* **WHAT YOU ARE ASKED TO DO**
Return only the number of lines in the records below where the string "coordinates" shows up.

═════ DATA IN THIS EXERCISE ═════

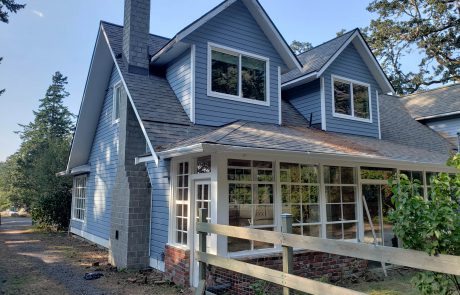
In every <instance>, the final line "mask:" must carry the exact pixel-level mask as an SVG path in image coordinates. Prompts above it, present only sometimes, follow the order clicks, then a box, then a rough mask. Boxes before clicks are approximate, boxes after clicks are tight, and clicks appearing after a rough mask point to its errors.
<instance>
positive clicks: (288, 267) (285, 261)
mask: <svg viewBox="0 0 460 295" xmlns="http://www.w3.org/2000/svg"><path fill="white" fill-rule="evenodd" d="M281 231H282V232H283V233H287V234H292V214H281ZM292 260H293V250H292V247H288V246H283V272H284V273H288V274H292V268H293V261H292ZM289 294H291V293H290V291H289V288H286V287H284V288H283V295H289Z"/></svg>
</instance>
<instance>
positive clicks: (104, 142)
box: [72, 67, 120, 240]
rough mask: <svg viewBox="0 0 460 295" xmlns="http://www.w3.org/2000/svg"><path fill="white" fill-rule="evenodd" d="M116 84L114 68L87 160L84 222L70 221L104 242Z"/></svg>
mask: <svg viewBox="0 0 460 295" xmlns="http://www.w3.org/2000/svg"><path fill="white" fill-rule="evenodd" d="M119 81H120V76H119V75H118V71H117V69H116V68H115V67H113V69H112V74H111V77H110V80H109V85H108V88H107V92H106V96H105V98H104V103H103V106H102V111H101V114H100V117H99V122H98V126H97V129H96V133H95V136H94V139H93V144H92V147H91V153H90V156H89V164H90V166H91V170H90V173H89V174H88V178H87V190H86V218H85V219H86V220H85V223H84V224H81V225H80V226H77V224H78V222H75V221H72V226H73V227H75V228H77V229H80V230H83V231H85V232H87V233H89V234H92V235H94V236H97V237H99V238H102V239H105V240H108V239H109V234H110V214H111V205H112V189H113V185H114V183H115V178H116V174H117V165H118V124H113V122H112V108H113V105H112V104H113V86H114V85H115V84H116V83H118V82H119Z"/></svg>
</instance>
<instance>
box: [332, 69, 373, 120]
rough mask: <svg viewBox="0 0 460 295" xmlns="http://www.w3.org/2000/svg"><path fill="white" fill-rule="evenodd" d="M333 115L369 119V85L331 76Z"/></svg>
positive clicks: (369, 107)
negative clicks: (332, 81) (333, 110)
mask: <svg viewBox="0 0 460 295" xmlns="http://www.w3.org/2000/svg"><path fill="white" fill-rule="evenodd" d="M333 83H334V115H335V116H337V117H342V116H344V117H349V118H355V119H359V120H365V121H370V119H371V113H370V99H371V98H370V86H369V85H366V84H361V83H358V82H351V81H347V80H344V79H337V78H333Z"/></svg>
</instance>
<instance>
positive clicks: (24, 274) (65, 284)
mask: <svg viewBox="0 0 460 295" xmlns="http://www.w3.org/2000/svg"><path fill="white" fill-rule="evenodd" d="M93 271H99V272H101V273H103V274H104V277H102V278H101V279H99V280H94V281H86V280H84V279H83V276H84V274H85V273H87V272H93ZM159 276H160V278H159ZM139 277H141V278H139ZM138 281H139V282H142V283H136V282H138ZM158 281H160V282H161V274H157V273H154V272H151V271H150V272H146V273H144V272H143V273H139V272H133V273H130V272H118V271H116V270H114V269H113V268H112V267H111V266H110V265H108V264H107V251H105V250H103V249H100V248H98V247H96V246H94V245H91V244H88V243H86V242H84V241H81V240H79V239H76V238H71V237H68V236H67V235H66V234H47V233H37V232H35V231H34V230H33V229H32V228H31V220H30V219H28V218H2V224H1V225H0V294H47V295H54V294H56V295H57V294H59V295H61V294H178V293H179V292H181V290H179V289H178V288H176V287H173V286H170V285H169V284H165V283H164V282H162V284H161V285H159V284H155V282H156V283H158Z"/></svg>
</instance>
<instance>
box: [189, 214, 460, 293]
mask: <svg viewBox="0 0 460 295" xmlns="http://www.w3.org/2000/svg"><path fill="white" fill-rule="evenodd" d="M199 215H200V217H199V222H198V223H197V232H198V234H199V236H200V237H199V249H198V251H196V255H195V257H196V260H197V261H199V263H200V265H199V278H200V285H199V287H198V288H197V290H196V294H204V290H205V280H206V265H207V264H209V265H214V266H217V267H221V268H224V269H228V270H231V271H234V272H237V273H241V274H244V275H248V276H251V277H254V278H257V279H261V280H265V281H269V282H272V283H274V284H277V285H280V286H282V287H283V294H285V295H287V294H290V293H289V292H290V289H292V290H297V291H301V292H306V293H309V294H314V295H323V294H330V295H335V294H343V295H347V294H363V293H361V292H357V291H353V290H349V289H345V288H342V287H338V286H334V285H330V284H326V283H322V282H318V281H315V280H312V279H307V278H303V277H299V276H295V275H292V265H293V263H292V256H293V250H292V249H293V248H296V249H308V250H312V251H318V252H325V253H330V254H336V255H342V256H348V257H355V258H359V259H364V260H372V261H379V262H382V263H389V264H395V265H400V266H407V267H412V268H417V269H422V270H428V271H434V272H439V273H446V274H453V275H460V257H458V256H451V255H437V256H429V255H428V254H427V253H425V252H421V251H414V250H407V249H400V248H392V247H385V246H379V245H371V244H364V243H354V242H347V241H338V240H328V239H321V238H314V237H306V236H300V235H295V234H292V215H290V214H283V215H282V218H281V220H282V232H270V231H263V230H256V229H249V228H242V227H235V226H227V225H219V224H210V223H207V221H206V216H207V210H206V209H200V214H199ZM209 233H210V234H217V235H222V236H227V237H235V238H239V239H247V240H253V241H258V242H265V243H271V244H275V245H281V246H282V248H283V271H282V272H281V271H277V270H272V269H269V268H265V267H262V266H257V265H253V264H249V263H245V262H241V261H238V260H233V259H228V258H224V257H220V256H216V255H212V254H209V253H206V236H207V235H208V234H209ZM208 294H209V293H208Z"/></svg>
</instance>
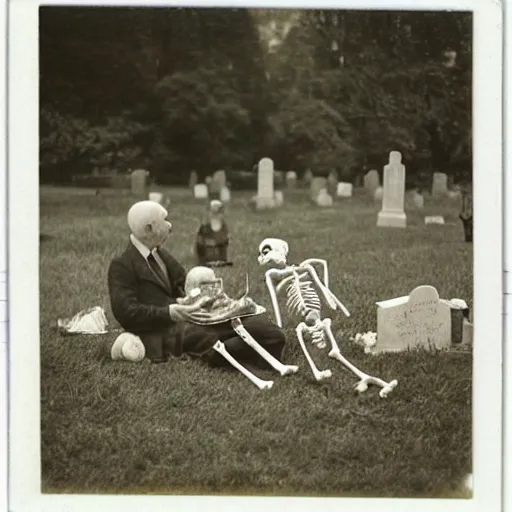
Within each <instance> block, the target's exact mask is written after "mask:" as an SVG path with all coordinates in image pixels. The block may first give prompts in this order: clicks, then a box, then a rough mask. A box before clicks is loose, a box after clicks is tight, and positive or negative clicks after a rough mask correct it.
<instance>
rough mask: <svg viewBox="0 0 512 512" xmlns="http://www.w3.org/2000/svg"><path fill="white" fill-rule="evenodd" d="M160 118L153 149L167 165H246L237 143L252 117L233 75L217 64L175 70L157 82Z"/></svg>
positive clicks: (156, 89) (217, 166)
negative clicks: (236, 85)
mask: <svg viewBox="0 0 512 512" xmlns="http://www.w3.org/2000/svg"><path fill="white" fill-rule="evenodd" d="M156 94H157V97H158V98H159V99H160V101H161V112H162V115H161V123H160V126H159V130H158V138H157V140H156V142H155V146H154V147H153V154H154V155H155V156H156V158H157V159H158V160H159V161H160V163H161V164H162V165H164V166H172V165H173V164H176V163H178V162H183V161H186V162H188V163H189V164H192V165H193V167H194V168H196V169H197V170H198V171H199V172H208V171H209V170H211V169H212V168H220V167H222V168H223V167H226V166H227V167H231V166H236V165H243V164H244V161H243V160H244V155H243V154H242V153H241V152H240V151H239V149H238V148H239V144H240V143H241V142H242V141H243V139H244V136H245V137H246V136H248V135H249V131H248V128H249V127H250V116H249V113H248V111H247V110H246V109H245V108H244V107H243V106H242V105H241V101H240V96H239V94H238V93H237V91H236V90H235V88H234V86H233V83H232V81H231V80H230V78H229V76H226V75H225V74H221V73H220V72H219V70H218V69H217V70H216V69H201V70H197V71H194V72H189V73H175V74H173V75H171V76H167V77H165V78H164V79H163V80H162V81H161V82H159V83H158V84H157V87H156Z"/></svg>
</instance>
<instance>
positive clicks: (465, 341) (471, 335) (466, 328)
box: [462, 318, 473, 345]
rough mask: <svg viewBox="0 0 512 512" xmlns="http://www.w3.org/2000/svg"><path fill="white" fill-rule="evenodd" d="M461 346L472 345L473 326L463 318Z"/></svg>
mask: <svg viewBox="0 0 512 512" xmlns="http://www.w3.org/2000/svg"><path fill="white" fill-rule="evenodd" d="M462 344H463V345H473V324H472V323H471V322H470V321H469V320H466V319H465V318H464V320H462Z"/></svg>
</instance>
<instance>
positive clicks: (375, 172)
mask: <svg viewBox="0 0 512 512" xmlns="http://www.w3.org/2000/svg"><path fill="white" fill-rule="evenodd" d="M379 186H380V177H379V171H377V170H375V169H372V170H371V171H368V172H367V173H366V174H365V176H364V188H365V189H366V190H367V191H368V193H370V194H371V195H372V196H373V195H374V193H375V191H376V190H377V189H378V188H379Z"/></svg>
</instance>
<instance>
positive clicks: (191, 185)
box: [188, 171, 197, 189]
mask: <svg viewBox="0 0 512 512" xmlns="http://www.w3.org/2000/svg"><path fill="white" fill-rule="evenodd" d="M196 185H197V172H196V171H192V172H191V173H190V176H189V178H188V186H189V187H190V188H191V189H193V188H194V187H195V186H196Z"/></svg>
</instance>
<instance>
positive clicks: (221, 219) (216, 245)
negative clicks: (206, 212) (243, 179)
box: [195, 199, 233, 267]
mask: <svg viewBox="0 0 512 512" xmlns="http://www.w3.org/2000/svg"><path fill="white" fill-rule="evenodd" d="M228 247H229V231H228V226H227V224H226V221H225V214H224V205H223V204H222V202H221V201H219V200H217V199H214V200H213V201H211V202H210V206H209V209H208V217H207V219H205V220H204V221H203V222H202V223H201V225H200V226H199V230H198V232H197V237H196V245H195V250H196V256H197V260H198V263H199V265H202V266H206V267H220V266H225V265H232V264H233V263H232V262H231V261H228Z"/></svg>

═════
═════ DATA IN THIS EXERCISE ═════

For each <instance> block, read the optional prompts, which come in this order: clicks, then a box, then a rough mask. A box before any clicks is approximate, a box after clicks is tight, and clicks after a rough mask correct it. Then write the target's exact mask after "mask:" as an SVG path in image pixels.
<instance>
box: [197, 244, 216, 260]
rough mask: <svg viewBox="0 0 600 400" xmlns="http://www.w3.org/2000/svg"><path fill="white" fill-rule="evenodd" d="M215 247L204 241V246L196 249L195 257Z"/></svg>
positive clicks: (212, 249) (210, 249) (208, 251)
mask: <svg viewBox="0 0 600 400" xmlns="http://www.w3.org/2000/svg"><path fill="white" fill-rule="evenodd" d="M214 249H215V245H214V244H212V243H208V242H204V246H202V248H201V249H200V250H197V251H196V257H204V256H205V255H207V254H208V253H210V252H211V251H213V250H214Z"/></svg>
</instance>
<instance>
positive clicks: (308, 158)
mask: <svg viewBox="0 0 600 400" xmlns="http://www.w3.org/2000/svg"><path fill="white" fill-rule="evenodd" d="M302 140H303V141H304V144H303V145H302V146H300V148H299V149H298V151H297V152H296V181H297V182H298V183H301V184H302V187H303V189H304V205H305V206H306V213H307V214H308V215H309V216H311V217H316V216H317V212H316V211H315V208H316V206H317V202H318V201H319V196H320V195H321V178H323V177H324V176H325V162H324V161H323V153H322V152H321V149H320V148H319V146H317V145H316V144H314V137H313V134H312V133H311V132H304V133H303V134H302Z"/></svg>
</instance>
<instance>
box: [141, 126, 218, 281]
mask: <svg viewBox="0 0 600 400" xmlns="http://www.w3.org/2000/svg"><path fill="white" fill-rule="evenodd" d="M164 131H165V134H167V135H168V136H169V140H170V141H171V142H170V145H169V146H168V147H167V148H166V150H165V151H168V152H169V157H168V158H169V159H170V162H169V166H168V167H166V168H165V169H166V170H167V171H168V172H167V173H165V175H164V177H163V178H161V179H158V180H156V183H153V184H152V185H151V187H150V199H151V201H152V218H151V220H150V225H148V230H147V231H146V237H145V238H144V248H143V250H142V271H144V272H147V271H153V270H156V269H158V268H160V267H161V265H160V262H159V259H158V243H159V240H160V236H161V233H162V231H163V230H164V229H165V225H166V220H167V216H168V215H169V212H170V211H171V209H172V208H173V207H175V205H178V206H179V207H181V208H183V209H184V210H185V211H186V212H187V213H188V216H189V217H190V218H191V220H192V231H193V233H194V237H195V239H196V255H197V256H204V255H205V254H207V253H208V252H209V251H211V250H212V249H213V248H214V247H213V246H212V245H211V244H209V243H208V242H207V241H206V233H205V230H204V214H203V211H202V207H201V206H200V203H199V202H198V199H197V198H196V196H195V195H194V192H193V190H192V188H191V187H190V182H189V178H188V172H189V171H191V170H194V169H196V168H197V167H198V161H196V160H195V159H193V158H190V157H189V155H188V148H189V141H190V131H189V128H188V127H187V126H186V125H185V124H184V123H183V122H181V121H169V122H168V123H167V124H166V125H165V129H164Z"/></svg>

═════

* **TASK ANSWER**
2